Referring expression pointing data:
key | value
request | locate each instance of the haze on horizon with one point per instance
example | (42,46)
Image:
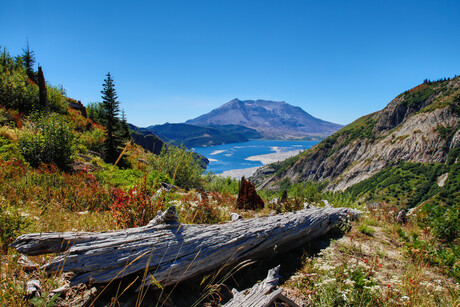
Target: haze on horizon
(175,60)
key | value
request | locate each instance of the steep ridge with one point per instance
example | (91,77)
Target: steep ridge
(420,125)
(191,135)
(273,119)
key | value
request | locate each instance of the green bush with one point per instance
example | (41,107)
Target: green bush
(179,164)
(11,225)
(214,183)
(93,139)
(126,179)
(47,139)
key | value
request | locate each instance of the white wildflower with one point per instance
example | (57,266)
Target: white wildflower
(349,282)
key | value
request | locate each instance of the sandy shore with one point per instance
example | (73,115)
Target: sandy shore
(273,157)
(265,159)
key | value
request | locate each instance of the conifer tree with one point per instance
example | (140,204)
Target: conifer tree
(124,128)
(43,93)
(28,59)
(110,120)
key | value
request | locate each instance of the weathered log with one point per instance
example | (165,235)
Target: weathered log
(261,294)
(173,252)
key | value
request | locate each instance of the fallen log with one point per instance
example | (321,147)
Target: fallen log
(261,294)
(171,252)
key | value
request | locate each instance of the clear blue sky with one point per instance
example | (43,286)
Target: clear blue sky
(175,60)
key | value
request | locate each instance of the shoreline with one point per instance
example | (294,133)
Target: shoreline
(264,159)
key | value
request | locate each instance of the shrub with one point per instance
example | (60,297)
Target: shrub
(214,183)
(93,139)
(11,224)
(135,208)
(47,139)
(205,208)
(179,164)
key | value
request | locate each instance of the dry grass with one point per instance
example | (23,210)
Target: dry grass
(363,270)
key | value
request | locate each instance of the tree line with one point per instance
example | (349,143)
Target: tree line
(23,88)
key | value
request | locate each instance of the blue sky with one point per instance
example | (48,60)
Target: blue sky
(175,60)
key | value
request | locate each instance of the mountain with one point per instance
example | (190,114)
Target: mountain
(191,135)
(273,119)
(419,127)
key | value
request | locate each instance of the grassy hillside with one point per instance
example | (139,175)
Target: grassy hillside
(52,178)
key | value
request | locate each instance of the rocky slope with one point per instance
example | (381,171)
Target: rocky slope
(273,119)
(420,125)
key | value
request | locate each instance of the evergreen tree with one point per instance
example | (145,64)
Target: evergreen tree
(43,93)
(28,58)
(111,120)
(124,128)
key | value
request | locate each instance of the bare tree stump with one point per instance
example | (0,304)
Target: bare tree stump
(261,294)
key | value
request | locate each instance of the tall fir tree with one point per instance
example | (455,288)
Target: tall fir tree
(124,128)
(111,121)
(28,58)
(43,93)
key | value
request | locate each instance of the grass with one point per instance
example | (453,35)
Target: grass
(363,270)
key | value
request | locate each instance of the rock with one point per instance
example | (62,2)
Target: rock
(248,199)
(283,197)
(33,288)
(27,264)
(235,217)
(399,132)
(401,217)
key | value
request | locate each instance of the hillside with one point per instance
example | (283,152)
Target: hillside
(419,126)
(273,119)
(191,135)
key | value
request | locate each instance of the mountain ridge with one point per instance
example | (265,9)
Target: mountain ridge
(420,125)
(273,119)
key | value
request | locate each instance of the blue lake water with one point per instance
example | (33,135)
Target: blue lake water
(232,156)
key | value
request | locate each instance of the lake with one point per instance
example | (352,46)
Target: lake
(254,153)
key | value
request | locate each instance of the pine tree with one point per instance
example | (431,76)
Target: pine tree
(124,128)
(43,93)
(28,59)
(110,120)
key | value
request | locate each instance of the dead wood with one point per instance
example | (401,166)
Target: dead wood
(248,199)
(173,252)
(261,294)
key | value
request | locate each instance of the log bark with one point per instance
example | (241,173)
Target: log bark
(173,252)
(261,294)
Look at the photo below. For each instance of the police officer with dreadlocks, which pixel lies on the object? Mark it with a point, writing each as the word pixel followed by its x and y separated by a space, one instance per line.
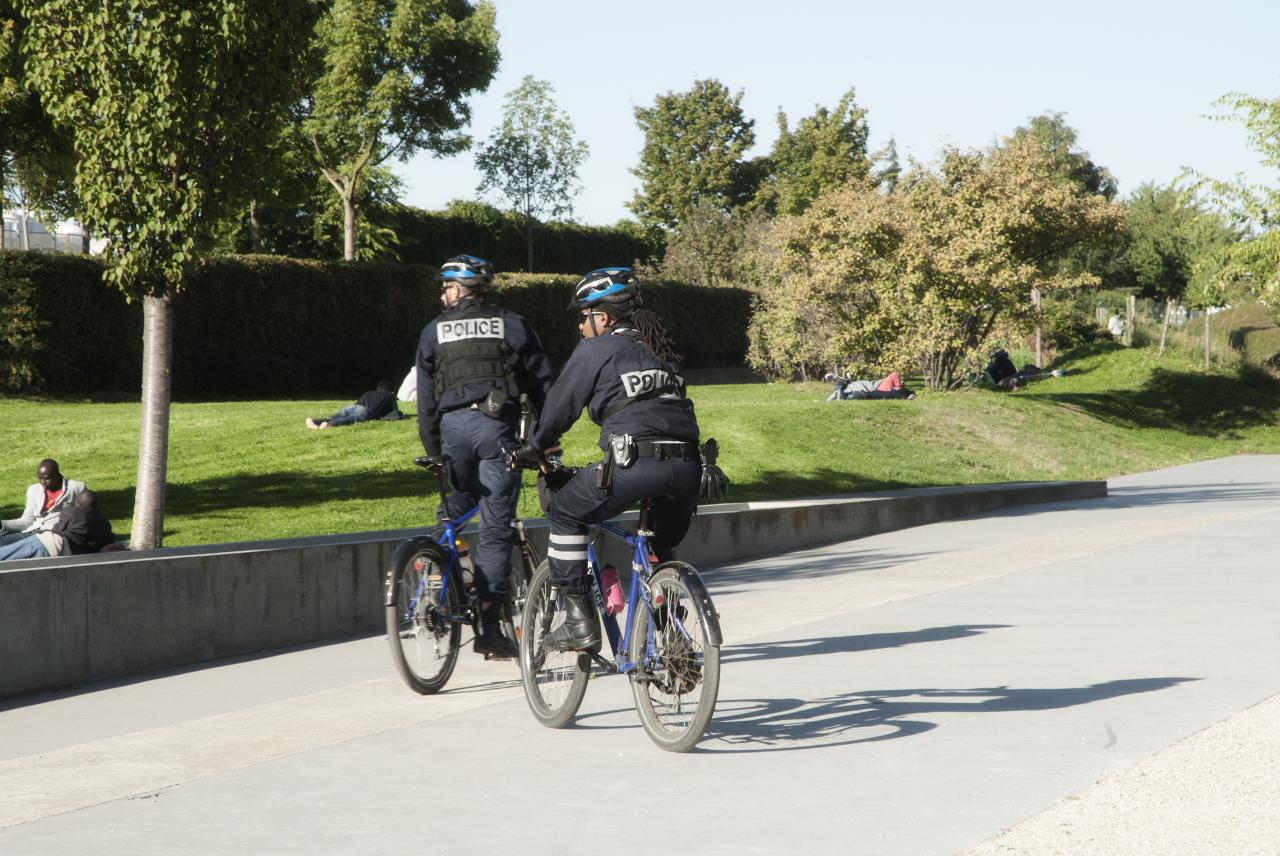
pixel 474 361
pixel 627 374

§ **YOUR ASSIGNMENT**
Every entry above should be given again exactly, with no images included.

§ **ANSWER FOR THE TASK**
key | value
request | locate each instance of the haze on horizon with one point per instance
example | (42,46)
Image:
Target: haze on horizon
(175,60)
key | value
request | locate each instance of the steep ridge with one point per instance
example | (91,77)
Target: steep ridge
(420,125)
(191,135)
(273,119)
key | value
request | locate each instance of the green bush with one point per instance
example | (41,107)
Target: green bush
(179,164)
(11,225)
(214,183)
(93,139)
(126,179)
(47,139)
key | value
request | locate each instance of the white wildflower with one point per instance
example | (57,266)
Target: white wildflower
(349,282)
key | value
request | locate each instance of the sandy shore with one point per instance
example | (73,115)
Target: sandy shore
(273,157)
(265,159)
key | value
request | locate each instance of the conifer tree with one point per instance
example | (140,204)
Target: conifer tree
(124,128)
(43,93)
(28,59)
(110,120)
key | value
request | locate each instance of the weathered log with one point per instance
example | (165,235)
Target: weathered log
(261,294)
(173,252)
key | value
request | locate each instance of the fallen log with one point per instance
example | (321,147)
Target: fallen log
(261,294)
(171,252)
key | value
request | locate each instance of the clear blue sky with one point per instance
example | (43,286)
Target: clear blue sky
(175,60)
key | value
request | locate each instance of the shoreline with one point per instance
example | (294,133)
Target: shoreline
(264,159)
key | value
request | locate each instance of the shrub with one point per instance
example | (60,297)
Target: shrub
(214,183)
(93,139)
(11,224)
(135,208)
(47,139)
(205,208)
(179,164)
key | value
request | locate each instance of the dry grass with one point per instance
example | (23,210)
Target: dry grass
(363,270)
key | value
request | locate each instance of the tree line with one point per instance
example | (349,143)
Target: tree line
(23,88)
key | value
request | locate each instance of the blue sky with one point per instance
example | (48,60)
Target: blue sky
(175,60)
key | value
request | locate each instance of the mountain with one point per instance
example | (190,114)
Target: mountain
(191,135)
(273,119)
(419,127)
key | value
request | locate each instance of the grassy hillside with one point per instance
example | (139,175)
Target: grassy hillside
(52,178)
key | value
request | locate each instance of the rocky slope with one point per instance
example | (381,171)
Target: rocky slope
(273,119)
(420,125)
key | value
request | locate each instance of the evergreen tree with one point per instance
example | (145,64)
Target: evergreen tree
(43,93)
(28,58)
(111,120)
(124,128)
key | value
request | locate each instance of the bare tree stump with one point per instance
example | (0,304)
Target: bare tree stump
(261,294)
key | value
request | locate each instance of the tall fir tree with one point per instance
example | (455,288)
Target: tall fir tree
(124,128)
(111,121)
(28,58)
(43,93)
key | value
request | locate each instance of the grass with one point per instance
example | (453,35)
Target: grass
(363,270)
key | value
request | locate each instance of the rock with one point per instance
example | (62,2)
Target: rock
(248,199)
(283,197)
(33,288)
(27,264)
(235,217)
(399,132)
(401,217)
key | value
request | locate each instance of the hillside with one point per instance
example | (283,152)
Target: hillside
(419,126)
(273,119)
(191,135)
key | value
request | locate each instance of the mountain ridge with one point per instance
example | (265,9)
Target: mountain ridge
(420,125)
(273,119)
key | value
request | locate each instance of the blue lake water with one point per instance
example | (33,135)
Target: blue lake water
(232,156)
key | value
request | locate each instance of the lake with one point per instance
example | (352,46)
Target: lake
(254,153)
key | value
request | locate each instance of the pine tree with one point per instance
example | (431,76)
Target: pine tree
(124,128)
(43,93)
(28,59)
(110,120)
key | value
request | locate each instance of the dead wood with one point per instance
example | (401,166)
Target: dead wood
(248,199)
(173,252)
(261,294)
key | value
request | locate each instance of the log bark with one point per instance
example | (241,173)
Target: log bark
(173,252)
(261,294)
Look at the photo below. For each instance of the police officer with dreadlocks, which pixel lies on the object? Mark it with a point, writing each as the word pixel followed by its x and y separated by a space, one instance per line.
pixel 474 361
pixel 627 374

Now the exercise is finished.